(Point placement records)
________________

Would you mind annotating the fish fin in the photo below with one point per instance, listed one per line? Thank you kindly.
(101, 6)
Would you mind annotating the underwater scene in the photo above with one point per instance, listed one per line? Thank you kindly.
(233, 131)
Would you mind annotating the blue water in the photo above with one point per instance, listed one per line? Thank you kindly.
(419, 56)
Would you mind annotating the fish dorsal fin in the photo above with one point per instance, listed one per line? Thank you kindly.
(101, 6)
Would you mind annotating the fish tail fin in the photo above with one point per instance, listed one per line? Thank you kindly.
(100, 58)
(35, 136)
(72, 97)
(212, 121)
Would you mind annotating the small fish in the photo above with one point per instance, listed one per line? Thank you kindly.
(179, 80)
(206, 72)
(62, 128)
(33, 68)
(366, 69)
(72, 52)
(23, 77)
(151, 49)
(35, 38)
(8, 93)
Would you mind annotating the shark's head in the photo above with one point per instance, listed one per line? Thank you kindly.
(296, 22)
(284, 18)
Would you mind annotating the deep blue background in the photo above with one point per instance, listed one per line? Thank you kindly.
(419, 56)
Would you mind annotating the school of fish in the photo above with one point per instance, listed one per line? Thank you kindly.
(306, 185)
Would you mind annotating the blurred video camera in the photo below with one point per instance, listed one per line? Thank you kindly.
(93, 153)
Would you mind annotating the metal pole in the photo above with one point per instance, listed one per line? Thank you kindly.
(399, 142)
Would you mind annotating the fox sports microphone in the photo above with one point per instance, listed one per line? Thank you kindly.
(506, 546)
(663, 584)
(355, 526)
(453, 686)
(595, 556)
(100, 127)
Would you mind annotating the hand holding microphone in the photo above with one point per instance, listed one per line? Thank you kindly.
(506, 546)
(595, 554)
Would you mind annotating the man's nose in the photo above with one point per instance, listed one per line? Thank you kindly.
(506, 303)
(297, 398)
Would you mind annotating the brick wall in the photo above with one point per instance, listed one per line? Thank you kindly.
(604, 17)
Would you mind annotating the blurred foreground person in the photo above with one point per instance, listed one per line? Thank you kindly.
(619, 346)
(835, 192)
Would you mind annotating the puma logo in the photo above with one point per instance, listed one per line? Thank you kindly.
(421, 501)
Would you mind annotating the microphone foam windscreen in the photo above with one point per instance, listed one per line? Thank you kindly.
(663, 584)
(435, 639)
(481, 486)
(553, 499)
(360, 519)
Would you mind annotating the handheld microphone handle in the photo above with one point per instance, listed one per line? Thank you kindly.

________________

Work to complete = Shift every coordinate value up by 70 in the part of the listing that opens with the line containing "Would you mind annotating the hand holding" and runs through the end of the listing. Write out that whole part again, including its request lines.

Complete output =
Would you mind annotating the hand holding microphone in the photo above with one point per instance, listed one per line? Thank you kindly.
(576, 616)
(665, 624)
Would you mind annotating the man's nose in the photo above with one point per instance, listed one per line? Thank you kindly.
(576, 373)
(367, 468)
Would you mind annotating the brick wall in the photo above with one point per instance, listed one per line? Thank you kindly.
(674, 87)
Would you mind annotating the blurred foreground person in the photo above with one point per instance, listed one per line? Thank you kindly.
(689, 416)
(905, 262)
Would you mind annotating the puma logo in the photo above with one point per instance, listed one per line? Thank you kindly.
(491, 571)
Would you mind annotating the microphone foam windscreen in the photo above with one point per instance, listed one per line? Thank you kindly.
(733, 654)
(505, 709)
(551, 556)
(623, 569)
(430, 589)
Would you mind annotating the handheld microphone handle in the photo above with one point per instance, listed one per line? Thank you kindly.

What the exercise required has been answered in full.